What to work on: Where a line of the listing below includes the word "surface", reproduce that line.
-------------------------
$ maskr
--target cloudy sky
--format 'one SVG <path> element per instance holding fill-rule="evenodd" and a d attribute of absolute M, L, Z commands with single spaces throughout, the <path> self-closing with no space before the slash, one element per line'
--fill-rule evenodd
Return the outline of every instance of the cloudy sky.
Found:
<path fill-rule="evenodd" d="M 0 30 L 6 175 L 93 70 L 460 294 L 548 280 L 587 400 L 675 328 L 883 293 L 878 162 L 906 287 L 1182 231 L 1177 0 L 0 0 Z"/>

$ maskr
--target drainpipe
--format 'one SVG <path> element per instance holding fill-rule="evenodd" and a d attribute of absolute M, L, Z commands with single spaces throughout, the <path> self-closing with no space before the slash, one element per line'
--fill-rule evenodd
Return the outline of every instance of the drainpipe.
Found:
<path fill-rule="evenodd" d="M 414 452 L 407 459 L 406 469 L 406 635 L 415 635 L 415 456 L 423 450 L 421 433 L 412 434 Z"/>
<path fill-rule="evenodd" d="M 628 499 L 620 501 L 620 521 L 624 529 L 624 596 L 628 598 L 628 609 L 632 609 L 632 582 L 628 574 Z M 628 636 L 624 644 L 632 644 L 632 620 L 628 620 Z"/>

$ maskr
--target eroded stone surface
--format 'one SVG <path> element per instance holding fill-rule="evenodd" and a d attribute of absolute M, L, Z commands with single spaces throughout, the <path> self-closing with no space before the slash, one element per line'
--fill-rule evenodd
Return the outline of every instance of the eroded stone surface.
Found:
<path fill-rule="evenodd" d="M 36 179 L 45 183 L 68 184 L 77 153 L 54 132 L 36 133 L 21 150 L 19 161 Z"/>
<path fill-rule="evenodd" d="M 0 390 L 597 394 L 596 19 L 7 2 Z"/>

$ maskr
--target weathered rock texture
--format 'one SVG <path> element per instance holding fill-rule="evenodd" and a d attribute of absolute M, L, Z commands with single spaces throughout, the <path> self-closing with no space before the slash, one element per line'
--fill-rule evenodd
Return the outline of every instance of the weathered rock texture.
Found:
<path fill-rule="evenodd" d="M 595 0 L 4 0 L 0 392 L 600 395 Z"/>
-------------------------
Output:
--target eroded stone surface
Return the outline of every instance of the eroded stone surface.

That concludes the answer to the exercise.